→ YOUR INSTRUCTIONS
All lines from the top of the records below through the line holding "Query: fur-trimmed collar", and only those, should be printed exactly, minus the pictures.

Natural language region descriptions
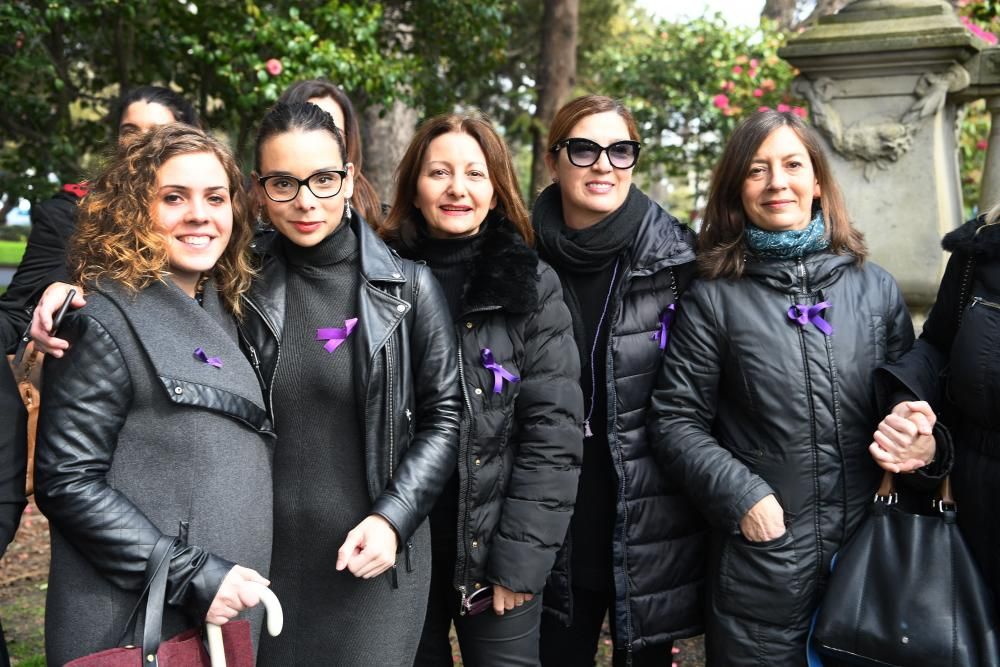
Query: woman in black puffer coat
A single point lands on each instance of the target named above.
(765, 404)
(497, 527)
(636, 546)
(955, 366)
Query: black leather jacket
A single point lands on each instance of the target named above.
(405, 372)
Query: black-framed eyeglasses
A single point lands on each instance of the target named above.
(584, 152)
(323, 185)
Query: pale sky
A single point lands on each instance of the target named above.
(737, 12)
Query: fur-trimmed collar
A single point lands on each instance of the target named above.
(505, 273)
(975, 238)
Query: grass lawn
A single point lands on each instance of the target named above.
(10, 252)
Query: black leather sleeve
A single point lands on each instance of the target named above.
(87, 398)
(543, 482)
(44, 262)
(433, 451)
(13, 456)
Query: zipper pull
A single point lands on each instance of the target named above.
(464, 607)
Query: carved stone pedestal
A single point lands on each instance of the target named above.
(881, 79)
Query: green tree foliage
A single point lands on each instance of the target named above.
(65, 62)
(689, 85)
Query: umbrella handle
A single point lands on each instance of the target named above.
(274, 617)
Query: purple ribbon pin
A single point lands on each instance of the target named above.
(666, 321)
(334, 336)
(802, 315)
(200, 355)
(499, 373)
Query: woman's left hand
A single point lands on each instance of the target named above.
(370, 549)
(904, 440)
(504, 599)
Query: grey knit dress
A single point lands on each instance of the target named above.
(332, 618)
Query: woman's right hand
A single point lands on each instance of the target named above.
(235, 594)
(765, 520)
(41, 321)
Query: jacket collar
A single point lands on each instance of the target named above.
(661, 241)
(975, 238)
(505, 275)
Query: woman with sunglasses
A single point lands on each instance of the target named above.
(765, 405)
(353, 346)
(497, 526)
(634, 549)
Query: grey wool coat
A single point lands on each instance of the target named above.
(137, 438)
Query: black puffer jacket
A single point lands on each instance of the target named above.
(749, 403)
(658, 542)
(520, 451)
(407, 379)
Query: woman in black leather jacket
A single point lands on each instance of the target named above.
(505, 512)
(765, 403)
(354, 348)
(955, 367)
(154, 425)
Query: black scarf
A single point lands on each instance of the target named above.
(594, 248)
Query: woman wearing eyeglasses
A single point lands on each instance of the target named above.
(355, 348)
(634, 549)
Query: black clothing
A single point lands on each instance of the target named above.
(520, 446)
(319, 467)
(403, 369)
(751, 403)
(576, 645)
(658, 538)
(955, 365)
(44, 262)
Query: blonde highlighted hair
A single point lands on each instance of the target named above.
(116, 237)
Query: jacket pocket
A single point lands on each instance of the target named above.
(759, 580)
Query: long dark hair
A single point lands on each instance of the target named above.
(404, 215)
(721, 245)
(365, 198)
(182, 110)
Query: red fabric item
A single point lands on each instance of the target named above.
(183, 650)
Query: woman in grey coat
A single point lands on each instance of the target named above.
(155, 425)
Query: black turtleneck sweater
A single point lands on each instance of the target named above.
(319, 462)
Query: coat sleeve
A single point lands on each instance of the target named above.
(88, 394)
(43, 263)
(683, 412)
(13, 456)
(432, 455)
(543, 483)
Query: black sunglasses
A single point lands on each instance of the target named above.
(584, 152)
(323, 185)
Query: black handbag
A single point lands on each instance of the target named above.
(905, 591)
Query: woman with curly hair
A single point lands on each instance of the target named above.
(155, 425)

→ TASK SOLUTION
Query: woman in black puffer coat
A single point lands on each instance of the target named above.
(765, 404)
(497, 527)
(636, 546)
(955, 366)
Query: black leather jacket
A single point lands on each instance of the target named above.
(405, 372)
Query: black-framed eyeglasses
A single point lands on each instance of the target named above.
(584, 152)
(323, 185)
Query: pale sky
A single point lands on each instance of the target named above.
(737, 12)
Query: fur-trimmed collar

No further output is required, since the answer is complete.